Work to do: Express the material as a two-column CSV with one row per entry, using the column names "request" and "points". Place the entry's text and its coordinates each in a single quoted field, replacing any line breaks with spaces.

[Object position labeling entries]
[START]

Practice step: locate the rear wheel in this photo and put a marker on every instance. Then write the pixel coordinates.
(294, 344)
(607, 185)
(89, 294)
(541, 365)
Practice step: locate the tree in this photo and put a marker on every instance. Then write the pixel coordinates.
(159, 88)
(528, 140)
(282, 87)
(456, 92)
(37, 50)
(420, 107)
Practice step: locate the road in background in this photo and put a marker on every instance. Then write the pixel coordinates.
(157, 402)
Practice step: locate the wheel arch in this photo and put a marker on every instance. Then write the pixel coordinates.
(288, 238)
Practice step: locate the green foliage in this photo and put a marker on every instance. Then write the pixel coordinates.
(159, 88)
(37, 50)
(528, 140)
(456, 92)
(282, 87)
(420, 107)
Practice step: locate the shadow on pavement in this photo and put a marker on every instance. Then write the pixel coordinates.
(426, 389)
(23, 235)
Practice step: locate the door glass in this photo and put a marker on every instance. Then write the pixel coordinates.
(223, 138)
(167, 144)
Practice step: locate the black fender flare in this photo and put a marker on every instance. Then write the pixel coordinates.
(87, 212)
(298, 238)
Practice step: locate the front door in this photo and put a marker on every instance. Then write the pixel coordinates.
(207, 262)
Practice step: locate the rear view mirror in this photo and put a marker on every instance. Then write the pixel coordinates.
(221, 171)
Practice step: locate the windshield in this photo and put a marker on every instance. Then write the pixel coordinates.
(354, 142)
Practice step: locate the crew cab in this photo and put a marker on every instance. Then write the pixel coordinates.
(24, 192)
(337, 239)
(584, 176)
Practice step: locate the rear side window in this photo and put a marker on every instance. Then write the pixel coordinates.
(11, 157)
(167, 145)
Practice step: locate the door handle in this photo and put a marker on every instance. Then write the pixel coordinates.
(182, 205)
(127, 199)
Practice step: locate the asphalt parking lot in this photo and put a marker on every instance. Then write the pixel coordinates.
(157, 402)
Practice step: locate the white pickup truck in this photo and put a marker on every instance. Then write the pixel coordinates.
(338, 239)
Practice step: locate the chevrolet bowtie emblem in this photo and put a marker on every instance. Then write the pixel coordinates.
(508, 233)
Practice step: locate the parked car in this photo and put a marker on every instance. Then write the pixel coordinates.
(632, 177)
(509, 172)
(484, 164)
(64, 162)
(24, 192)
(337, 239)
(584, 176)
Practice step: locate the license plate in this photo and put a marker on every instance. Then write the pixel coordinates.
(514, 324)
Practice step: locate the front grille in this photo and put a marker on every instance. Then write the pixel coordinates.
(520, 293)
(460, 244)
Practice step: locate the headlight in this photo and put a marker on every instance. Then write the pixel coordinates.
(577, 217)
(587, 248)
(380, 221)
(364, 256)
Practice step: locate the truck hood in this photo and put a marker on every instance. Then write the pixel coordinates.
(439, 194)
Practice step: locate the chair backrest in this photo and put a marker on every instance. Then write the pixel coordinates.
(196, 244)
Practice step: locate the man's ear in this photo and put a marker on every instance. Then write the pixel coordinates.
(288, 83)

[END]

Response:
request,points
"Practice step: locate the rear wheel in this photo and put a marker on every instance. Then write the pixel coordinates.","(294, 344) (607, 185) (89, 294) (541, 365)"
"Practice step: locate the tree in this photo and put a marker on every instance. Then write the pixel coordinates.","(159, 88) (528, 140) (282, 87) (456, 92) (37, 50) (420, 107)"
"Practice step: locate the road in background in this photo and put a marker on every instance. Then write the pixel coordinates.","(157, 402)"
"Practice step: locate the wheel arch in this photo and put a marker on every instance. Then write the pixel coordinates.","(288, 238)"
"Practice step: locate the green foliage in this photo and put a marker on every instance. Then write the pixel coordinates.","(159, 88) (37, 50) (528, 140) (456, 92) (282, 87) (420, 107)"
"Practice step: locate the shadow on pavement in this photo and put a marker on every instance. Then write the pixel coordinates.","(426, 389) (23, 235)"
"Practice step: locate the door glass in this photo and put a marker on every instance. Then write the pixel coordinates.","(223, 138) (167, 144)"
"Practice step: locate the black fender flare in this photo and put a marker on every instance. Then write the pixel coordinates.","(87, 212) (298, 238)"
"Practice step: locate the front door in this photo and put a marker on every instance. Then write the pixel coordinates.","(207, 262)"
"Practice step: locate the rear view mirror in this photo and put a marker on every instance. Then write the pixel coordinates.","(221, 171)"
"Practice step: locate the windshield in this photo and put a marker on every instance. Then write the pixel coordinates.","(354, 142)"
"Practice step: locate the crew cab in this photo and put a marker on every instance. Then write the pixel coordinates.","(24, 192) (337, 239) (584, 176)"
"Practice step: locate the rear side window in this photo and put a marker on every instance. Then write the pixel coordinates.","(11, 157) (167, 145)"
"Practice step: locate the door handle in this photo and put a marker on every instance. Then write the pixel coordinates.","(182, 205) (127, 199)"
"Practice step: locate the asphalt parking lot in this photo and put a marker on every instance. Then write the pixel coordinates.","(157, 402)"
"Practice step: locate the white pickup truck in this photo and put a marker on every instance. Then write the pixel coordinates.","(338, 239)"
"Practice step: locate the chevrolet bowtie emblem in this photo and put a marker on every instance. Then write the pixel coordinates.","(508, 233)"
"Practice step: locate the parked car in this photo and put a marker on every instance. Then write the pixel coordinates.","(632, 177) (509, 172) (484, 164) (64, 162) (24, 192) (337, 239) (584, 176)"
"Practice step: locate the license plate in this photo and put a marker on every instance. Then write the pixel coordinates.","(514, 324)"
"Practice step: locate the front grille in this photo and put a marker on every instance. Then write the pixel coordinates.","(520, 293) (460, 244)"
"Practice step: locate the headlight in this photo and put a marker on every instance. Then write the pixel coordinates.","(577, 217) (587, 248) (380, 221) (364, 256)"
"Practice step: locate the truck hood in this photo and put a marker on every instance. Then write the pixel coordinates.","(439, 194)"
"Practice step: locate the chair backrest in this photo and put a marker on every instance. Then write the pixel coordinates.","(196, 244)"
"Practice step: locate the man's ear in this photo and put a marker on every instance. Then write the pixel coordinates.","(288, 83)"